| NEW YORK
NEW YORK Citigroup Inc said on Friday it plans to shed $400 billion of assets within three years and boost revenue by up to 10 percent annually, in a bid to restore profitability after huge losses tied to flagging mortgage and credit markets.
Vikram Pandit, who became chief executive of the largest U.S. bank in December, revealed the plans at a much-anticipated presentation to investors and analysts. He has faced growing demands to slash costs, shed poor-performing businesses, and reinvigorate a stock price down by more than half in the last year.
Citigroup shares were down 60 cents, or 2.5 percent, at $23.70 in afternoon trading on the New York Stock Exchange.
"It's definitely going to be a show-me story," said Thane Bublitz, a senior analyst at Thrivent Financial for Lutherans in Appleton, Wisconsin.
Citigroup lost nearly $15 billion in the last two quarters, and has suffered more than $45 billion of write-downs and credit losses since last summer, as the housing slump deepened, subprime mortgages imploded and credit markets tightened. More jobs will be cut, on top of 13,200 announced this year.
"It's a net positive for Citi just to shrink," said Henry Asher, president of Northstar Group Inc, a New York money manager.
Pandit said he plans to reduce $500 billion of non-core "legacy" assets, an amount he said was not "trivial," to below $100 billion in two to three years, largely through sales.
Among the assets to be shed are real estate, leveraged loans, complex debt and structured investment vehicles. Citigroup ended March with $2.2 trillion of assets.
Some investors believe Citigroup, built over nearly two decades by Sanford "Sandy" Weill into a behemoth now operating in some 106 countries, is too big. Charles Prince, who quit as chief executive in November, long rejected that accusation.
+++
Requirements
- 1) Rewrite the stretch of the Citigroup article from "Vikram Pandit, who" through "the last year.", changing "presentation" to "briefing".
- 2) List every person named in the Citigroup article.
- 3) Continue the Citigroup article from its last sentence.

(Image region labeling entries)
+++
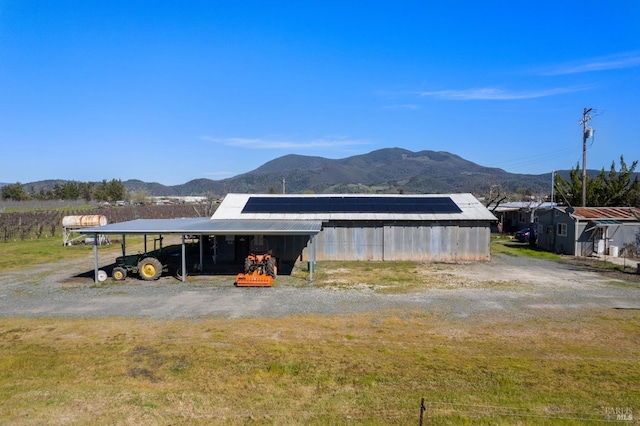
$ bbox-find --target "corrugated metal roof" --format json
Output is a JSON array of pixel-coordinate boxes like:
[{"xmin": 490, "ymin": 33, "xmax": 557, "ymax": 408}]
[
  {"xmin": 495, "ymin": 201, "xmax": 557, "ymax": 212},
  {"xmin": 79, "ymin": 218, "xmax": 322, "ymax": 235},
  {"xmin": 571, "ymin": 207, "xmax": 640, "ymax": 221},
  {"xmin": 212, "ymin": 194, "xmax": 497, "ymax": 221}
]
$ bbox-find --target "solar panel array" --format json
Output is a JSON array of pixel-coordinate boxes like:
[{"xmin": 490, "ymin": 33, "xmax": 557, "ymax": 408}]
[{"xmin": 242, "ymin": 197, "xmax": 462, "ymax": 214}]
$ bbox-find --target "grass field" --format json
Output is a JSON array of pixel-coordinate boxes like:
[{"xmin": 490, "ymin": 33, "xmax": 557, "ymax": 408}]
[
  {"xmin": 0, "ymin": 236, "xmax": 640, "ymax": 425},
  {"xmin": 0, "ymin": 311, "xmax": 640, "ymax": 425}
]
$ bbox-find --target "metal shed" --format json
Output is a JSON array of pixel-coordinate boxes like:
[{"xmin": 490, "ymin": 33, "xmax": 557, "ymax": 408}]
[
  {"xmin": 80, "ymin": 218, "xmax": 322, "ymax": 282},
  {"xmin": 212, "ymin": 194, "xmax": 497, "ymax": 262},
  {"xmin": 538, "ymin": 207, "xmax": 640, "ymax": 257}
]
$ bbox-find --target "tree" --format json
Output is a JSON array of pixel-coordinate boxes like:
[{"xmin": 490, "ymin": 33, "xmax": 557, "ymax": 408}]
[
  {"xmin": 93, "ymin": 179, "xmax": 126, "ymax": 202},
  {"xmin": 2, "ymin": 182, "xmax": 29, "ymax": 201},
  {"xmin": 555, "ymin": 156, "xmax": 640, "ymax": 207}
]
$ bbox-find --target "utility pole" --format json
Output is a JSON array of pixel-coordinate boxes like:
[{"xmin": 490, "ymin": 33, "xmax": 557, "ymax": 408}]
[{"xmin": 580, "ymin": 108, "xmax": 593, "ymax": 207}]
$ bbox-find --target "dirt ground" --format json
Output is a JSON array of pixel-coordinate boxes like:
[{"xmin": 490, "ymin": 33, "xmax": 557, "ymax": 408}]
[{"xmin": 0, "ymin": 251, "xmax": 640, "ymax": 318}]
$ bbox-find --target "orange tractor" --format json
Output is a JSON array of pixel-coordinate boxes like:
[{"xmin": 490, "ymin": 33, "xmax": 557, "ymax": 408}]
[{"xmin": 236, "ymin": 237, "xmax": 277, "ymax": 287}]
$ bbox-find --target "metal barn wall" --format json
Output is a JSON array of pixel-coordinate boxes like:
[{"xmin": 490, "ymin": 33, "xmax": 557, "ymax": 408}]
[
  {"xmin": 578, "ymin": 222, "xmax": 640, "ymax": 257},
  {"xmin": 316, "ymin": 222, "xmax": 491, "ymax": 262},
  {"xmin": 316, "ymin": 222, "xmax": 384, "ymax": 260}
]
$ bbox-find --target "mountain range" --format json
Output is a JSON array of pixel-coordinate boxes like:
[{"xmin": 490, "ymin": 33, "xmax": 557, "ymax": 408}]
[{"xmin": 0, "ymin": 148, "xmax": 580, "ymax": 196}]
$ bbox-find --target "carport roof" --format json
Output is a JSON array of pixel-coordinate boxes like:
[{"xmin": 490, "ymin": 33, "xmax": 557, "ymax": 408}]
[{"xmin": 78, "ymin": 217, "xmax": 322, "ymax": 235}]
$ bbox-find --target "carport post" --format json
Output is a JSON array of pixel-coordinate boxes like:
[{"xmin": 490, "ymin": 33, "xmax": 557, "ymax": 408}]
[
  {"xmin": 93, "ymin": 232, "xmax": 98, "ymax": 284},
  {"xmin": 309, "ymin": 235, "xmax": 316, "ymax": 281},
  {"xmin": 198, "ymin": 234, "xmax": 204, "ymax": 272},
  {"xmin": 182, "ymin": 234, "xmax": 187, "ymax": 282}
]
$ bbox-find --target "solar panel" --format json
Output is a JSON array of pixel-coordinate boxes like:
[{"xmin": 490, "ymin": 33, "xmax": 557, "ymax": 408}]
[{"xmin": 242, "ymin": 197, "xmax": 462, "ymax": 214}]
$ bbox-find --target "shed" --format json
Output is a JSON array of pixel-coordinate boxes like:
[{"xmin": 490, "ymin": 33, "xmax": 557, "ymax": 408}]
[
  {"xmin": 212, "ymin": 194, "xmax": 496, "ymax": 262},
  {"xmin": 538, "ymin": 207, "xmax": 640, "ymax": 257}
]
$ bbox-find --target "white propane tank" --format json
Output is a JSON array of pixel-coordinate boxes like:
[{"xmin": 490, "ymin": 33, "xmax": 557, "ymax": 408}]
[{"xmin": 62, "ymin": 214, "xmax": 107, "ymax": 228}]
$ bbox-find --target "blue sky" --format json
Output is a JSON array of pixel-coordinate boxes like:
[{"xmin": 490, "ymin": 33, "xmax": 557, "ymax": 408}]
+++
Task-by-task results
- 1)
Vikram Pandit, who became chief executive of the largest U.S. bank in December, revealed the plans at a much-anticipated briefing to investors and analysts. He has faced growing demands to slash costs, shed poor-performing businesses, and reinvigorate a stock price down by more than half in the last year.

- 2)
Vikram Pandit
Thane Bublitz
Henry Asher
Sanford "Sandy" Weill
Charles Prince

- 3)
"Pandit is telling investors he is going to try to restructure," said Tom Sowanick, chief investment officer at Clearbrook Financial LLC in Princeton, New Jersey. "He seems to have a different heart than Sandy Weill and Chuck Prince."
Reducing assets by $500 billion would make Citigroup about the same size as Bank of America Corp and JPMorgan Chase & Co, whose market values are far higher.
Citigroup's asset base had swelled 49 percent, to $2.36 trillion from $1.59 trillion, in the 18 months ended September 30.
"The two things I wanted to hear, which we heard, were that Citigroup is shrinking the balance sheet and getting the cost structure right," said Anton Schutz, a portfolio manager at Mendon Capital Advisors in Rochester, New York. "These guys weren't defensive, they were offensive. It's a shift."
Unlike Weill, Pandit said he doesn't see the bank as a "financial supermarket," but said he is committed to struggling units such as U.S. consumer banking and credit cards.
"The asset mix is like hardware," Pandit said. "We've got great hardware. The real question is the software."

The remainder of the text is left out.